* [Referring expression data]:
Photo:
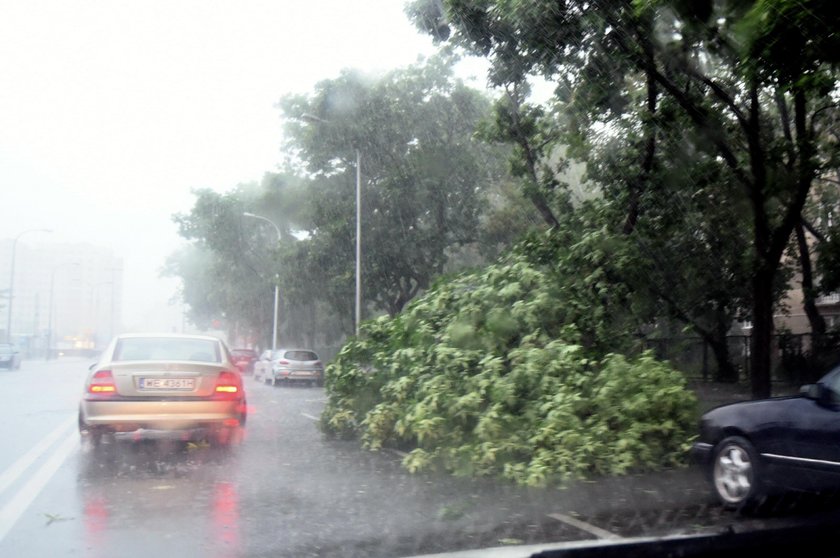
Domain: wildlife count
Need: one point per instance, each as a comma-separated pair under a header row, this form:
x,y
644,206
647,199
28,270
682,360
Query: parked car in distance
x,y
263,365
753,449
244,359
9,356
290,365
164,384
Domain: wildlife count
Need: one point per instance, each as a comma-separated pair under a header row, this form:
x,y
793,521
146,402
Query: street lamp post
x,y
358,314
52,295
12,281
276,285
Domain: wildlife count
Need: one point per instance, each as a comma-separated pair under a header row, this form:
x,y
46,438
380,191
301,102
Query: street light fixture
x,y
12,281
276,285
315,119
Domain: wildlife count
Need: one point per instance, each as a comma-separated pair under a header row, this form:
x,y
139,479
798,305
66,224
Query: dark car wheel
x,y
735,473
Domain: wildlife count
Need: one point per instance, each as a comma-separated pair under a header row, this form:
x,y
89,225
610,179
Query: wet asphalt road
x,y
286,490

--

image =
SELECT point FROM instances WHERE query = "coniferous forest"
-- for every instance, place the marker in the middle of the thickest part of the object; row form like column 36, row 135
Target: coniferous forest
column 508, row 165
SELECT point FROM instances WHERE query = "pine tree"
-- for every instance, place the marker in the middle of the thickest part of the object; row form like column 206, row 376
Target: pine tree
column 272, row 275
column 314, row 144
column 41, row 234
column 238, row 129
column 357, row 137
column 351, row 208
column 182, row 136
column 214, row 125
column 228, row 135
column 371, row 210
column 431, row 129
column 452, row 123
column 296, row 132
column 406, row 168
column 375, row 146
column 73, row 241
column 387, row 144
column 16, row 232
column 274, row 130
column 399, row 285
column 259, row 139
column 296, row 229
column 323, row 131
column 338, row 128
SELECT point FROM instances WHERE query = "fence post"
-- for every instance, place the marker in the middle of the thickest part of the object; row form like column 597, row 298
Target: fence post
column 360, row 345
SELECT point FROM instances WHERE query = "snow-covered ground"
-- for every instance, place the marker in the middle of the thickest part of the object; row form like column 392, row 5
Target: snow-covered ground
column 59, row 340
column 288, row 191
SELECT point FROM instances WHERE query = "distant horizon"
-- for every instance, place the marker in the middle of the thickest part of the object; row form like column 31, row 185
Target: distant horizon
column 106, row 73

...

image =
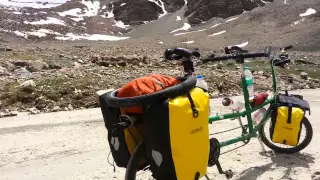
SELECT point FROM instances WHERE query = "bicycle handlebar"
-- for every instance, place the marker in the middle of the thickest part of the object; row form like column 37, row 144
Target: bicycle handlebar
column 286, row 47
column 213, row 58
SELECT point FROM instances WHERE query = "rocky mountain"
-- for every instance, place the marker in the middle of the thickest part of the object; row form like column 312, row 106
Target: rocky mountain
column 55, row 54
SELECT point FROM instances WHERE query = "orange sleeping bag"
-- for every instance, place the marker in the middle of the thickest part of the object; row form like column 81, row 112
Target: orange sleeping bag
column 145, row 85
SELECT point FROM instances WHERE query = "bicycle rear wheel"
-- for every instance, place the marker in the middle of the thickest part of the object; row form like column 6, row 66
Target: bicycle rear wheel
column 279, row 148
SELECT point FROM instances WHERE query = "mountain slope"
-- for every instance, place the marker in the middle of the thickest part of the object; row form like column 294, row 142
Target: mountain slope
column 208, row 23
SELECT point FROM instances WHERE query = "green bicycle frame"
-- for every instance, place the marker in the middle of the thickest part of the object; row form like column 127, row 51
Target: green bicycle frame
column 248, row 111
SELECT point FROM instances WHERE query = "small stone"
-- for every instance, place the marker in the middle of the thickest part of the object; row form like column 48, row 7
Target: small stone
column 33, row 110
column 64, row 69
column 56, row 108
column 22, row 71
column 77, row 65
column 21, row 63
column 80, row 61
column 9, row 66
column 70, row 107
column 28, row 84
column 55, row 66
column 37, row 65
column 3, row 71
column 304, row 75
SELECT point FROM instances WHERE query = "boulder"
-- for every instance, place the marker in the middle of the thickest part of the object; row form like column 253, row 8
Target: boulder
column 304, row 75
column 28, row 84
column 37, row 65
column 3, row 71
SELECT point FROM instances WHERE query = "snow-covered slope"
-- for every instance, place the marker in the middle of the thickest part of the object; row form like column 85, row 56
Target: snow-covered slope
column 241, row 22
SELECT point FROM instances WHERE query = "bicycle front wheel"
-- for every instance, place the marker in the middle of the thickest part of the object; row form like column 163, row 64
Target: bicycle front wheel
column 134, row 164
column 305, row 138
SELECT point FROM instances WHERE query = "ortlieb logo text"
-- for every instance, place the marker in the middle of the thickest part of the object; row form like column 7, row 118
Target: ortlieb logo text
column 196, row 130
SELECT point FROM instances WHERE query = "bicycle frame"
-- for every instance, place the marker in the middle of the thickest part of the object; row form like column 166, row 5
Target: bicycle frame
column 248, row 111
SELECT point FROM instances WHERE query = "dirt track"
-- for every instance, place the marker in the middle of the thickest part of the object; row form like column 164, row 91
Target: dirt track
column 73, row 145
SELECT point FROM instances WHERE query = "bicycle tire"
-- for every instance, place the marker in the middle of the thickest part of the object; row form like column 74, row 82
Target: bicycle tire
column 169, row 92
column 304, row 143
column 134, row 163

* [DIRECTIONS FOR THIS TASK]: All that is wanted is a faithful reproduction of the line above with "column 6, row 66", the line with "294, row 142", and every line in between.

* [SOLUTION]:
-- for every instance, place the marker in the middle of the thickest part of the object; row form like column 6, row 66
Target: bicycle rear wheel
column 279, row 148
SELECT point FROM instances WHERE query = "mountain slope"
-- for every instance, place the marker in the middle of the thickest part of the object; row form like column 294, row 142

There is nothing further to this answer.